● TASK INPUTS
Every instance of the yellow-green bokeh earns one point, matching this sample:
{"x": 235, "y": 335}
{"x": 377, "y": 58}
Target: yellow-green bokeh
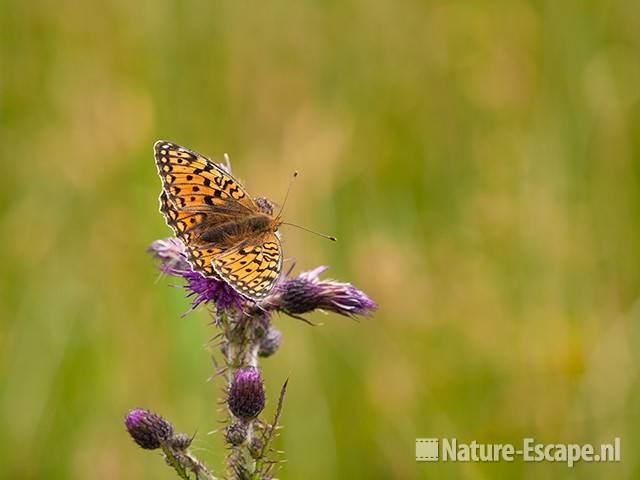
{"x": 479, "y": 162}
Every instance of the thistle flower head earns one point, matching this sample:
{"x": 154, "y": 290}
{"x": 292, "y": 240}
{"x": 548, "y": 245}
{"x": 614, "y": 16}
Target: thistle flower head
{"x": 147, "y": 429}
{"x": 209, "y": 289}
{"x": 306, "y": 292}
{"x": 246, "y": 394}
{"x": 236, "y": 433}
{"x": 173, "y": 261}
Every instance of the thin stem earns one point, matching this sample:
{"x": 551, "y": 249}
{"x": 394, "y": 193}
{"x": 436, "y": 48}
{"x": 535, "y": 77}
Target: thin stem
{"x": 175, "y": 463}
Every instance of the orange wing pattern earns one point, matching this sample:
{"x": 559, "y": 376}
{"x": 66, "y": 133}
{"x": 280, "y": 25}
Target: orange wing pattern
{"x": 254, "y": 269}
{"x": 180, "y": 221}
{"x": 198, "y": 195}
{"x": 192, "y": 180}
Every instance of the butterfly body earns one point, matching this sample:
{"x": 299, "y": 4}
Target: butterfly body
{"x": 226, "y": 233}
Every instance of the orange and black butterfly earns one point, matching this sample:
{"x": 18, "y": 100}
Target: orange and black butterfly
{"x": 225, "y": 231}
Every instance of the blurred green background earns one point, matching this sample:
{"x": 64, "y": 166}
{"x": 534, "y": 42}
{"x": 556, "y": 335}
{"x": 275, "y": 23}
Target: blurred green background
{"x": 479, "y": 162}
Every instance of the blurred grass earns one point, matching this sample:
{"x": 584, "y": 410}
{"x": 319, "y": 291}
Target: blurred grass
{"x": 479, "y": 162}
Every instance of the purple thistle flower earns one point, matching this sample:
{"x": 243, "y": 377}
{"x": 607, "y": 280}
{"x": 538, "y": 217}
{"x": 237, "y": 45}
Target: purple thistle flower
{"x": 147, "y": 429}
{"x": 210, "y": 289}
{"x": 246, "y": 394}
{"x": 173, "y": 258}
{"x": 173, "y": 261}
{"x": 307, "y": 292}
{"x": 236, "y": 433}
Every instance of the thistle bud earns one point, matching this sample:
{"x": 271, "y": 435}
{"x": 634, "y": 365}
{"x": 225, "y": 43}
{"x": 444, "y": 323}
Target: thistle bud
{"x": 236, "y": 434}
{"x": 307, "y": 292}
{"x": 147, "y": 429}
{"x": 246, "y": 394}
{"x": 256, "y": 445}
{"x": 270, "y": 343}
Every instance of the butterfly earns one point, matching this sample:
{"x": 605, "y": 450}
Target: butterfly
{"x": 226, "y": 233}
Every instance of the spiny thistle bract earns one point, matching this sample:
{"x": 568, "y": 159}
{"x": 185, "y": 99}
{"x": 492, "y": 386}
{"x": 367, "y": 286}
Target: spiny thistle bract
{"x": 147, "y": 429}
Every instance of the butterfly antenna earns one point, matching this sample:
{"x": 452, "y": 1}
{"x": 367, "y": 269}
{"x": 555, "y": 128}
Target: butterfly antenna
{"x": 328, "y": 237}
{"x": 286, "y": 195}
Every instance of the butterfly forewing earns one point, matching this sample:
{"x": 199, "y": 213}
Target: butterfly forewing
{"x": 199, "y": 196}
{"x": 190, "y": 179}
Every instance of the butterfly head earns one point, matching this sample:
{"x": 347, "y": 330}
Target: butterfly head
{"x": 265, "y": 205}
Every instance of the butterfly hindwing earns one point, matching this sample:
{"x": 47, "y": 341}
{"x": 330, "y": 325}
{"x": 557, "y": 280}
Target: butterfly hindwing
{"x": 181, "y": 222}
{"x": 254, "y": 268}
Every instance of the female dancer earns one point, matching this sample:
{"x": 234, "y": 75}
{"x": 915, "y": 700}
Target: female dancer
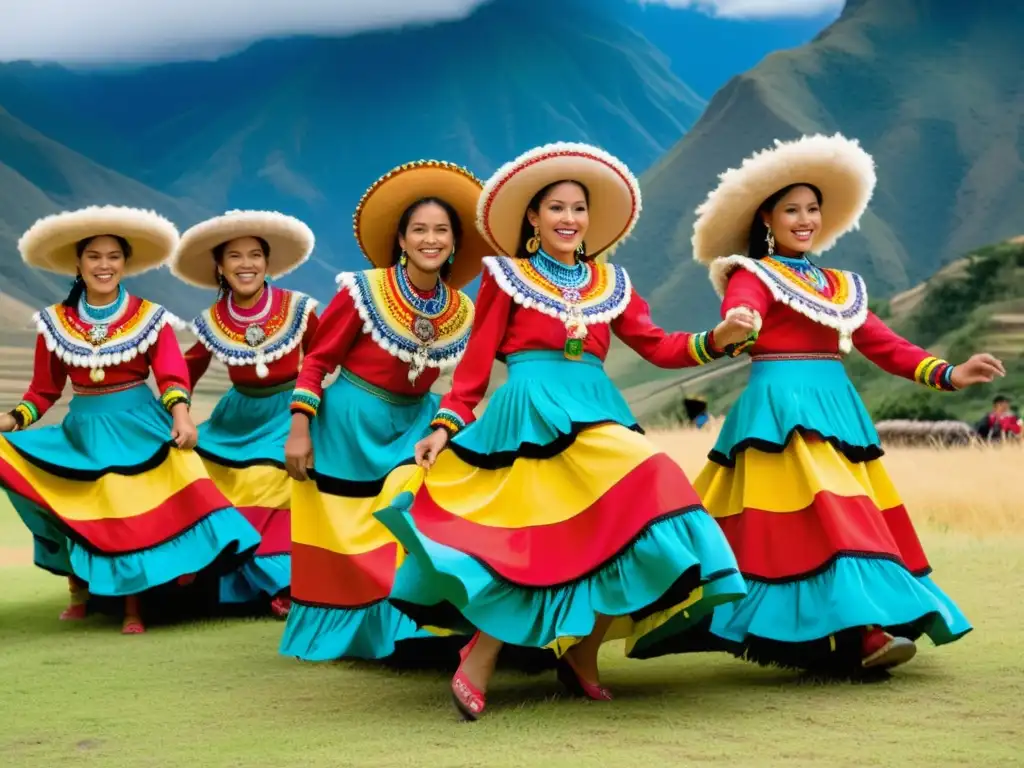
{"x": 553, "y": 522}
{"x": 390, "y": 329}
{"x": 113, "y": 496}
{"x": 838, "y": 581}
{"x": 260, "y": 333}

● GOAL
Please put the lines from the one containing "Every instance of the female" through the end of the rows, inclusive, into a JSON list of strings, one string per line, with blank lines and the pictures left out.

● FINAL ANSWER
[
  "Every instance of the female dancer earns one point, matching this sample:",
  "{\"x\": 234, \"y\": 75}",
  "{\"x\": 915, \"y\": 700}",
  "Target: female dancer",
  "{\"x\": 553, \"y\": 522}",
  "{\"x\": 390, \"y\": 329}",
  "{\"x\": 113, \"y\": 496}",
  "{\"x\": 838, \"y\": 581}",
  "{\"x\": 260, \"y\": 333}"
]